Les impatientes, DjaÏli Amadou Amal
"Munyal, patience", ne cessent d'entendre les femmes de ce récit. Alors, pour les trois mois entre le titre et le contenu de cet article, je préviens tout de suite, c'est pas la peine de se plaindre.
Je vous en déconseille la lecture si vous avez l'impression d'avoir usé votre quota de patience derrière deux caddies à la caisse au Leclerc, ou en attendant la sortie du prochain épisode de votre série préférée. Il n'y a pas de concurrence possible car il est question au travers des récits de trois femmes peules de tout ce qui peut écraser une femme pour la soumettre, que ce soit l'éclat brutal de la violence physique ou le poids écrasant et continu de la tradition, celle des mariages polygames, des femmes dont le destin tout tracé depuis l'enfance est d'honorer leur mari et d'oublier toute volonté propre.

* * * *

[TÂCHE À RÉALISER] Reprenez la critique du roman Les impatientes à partir de sa dernière phrase et prolongez-la. Les données qui suivent viennent d'une source distincte de cet extrait.

* * * *

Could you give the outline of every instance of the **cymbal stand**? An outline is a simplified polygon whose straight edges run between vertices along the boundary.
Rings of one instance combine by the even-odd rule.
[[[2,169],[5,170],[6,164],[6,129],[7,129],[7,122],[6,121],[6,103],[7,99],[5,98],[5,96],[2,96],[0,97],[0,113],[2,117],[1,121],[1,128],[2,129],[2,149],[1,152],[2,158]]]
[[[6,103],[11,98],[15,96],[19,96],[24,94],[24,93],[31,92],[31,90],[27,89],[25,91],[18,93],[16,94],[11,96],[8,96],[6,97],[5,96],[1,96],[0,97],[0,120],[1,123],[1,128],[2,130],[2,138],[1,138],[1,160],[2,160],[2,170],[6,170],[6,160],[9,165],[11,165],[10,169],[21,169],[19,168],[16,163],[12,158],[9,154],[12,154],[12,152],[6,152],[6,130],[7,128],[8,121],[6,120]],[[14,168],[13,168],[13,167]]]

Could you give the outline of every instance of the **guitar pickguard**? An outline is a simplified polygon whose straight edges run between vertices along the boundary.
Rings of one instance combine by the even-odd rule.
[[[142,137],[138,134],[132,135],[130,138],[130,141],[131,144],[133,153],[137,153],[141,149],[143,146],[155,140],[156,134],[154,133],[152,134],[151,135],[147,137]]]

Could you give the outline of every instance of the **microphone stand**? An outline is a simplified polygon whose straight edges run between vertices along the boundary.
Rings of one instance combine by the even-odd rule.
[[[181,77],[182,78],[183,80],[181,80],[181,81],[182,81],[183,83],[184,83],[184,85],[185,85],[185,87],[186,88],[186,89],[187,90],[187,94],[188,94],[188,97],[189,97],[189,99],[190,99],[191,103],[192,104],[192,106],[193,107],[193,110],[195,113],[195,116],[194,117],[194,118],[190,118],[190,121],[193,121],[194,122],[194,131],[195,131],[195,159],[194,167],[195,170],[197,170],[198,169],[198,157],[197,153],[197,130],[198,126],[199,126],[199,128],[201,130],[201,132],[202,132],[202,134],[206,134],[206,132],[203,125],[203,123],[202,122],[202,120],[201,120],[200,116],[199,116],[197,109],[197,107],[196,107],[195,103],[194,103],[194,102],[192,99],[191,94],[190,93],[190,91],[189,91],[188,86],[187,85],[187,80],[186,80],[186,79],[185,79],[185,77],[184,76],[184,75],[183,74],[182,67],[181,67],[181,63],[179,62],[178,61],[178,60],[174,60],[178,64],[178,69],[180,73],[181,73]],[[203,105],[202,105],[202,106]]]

* * * *

[RÉPONSE ATTENDUE]
La patience qu'on leur demande est de subir sans un cri. C'est déshonorant, de se plaindre. Subir les coups, l'adultère. Subir un mariage forcé à un vieillard, quand on aimait un autre homme et qu'on avait presque la chance de poursuivre des études. Subir aussi de n'avoir jamais la certitude de conserver la seule chose qui reste aux femmes dans cette organisation sociale, un statut, quand le mari lassé peut à tout moment prendre une autre femme, plus jeune et désirable. Répudier. Humilier.
J'ai très peu souvent l'occasion d'une plongée réaliste dans une autre culture alors j'ai énormément apprécié cette lecture, presque la seule de cette année terrible. Au delà de l'émotion et de la compassion, je crois que mon récit préféré est celui de la première femme, qui voit arriver une rivale et n'a de cesse de la détruire pour reconquérir son mari pour elle seule. C'est comme cela que l'édifice tient, quand les victimes sont convaincues, quand le poison de la résignation passe pour une vertu.
à M..., qui n'a pas vu sa fille depuis bientôt deux ans
et vient d'obtenir sa prochaine date d'audience :
janvier 2025.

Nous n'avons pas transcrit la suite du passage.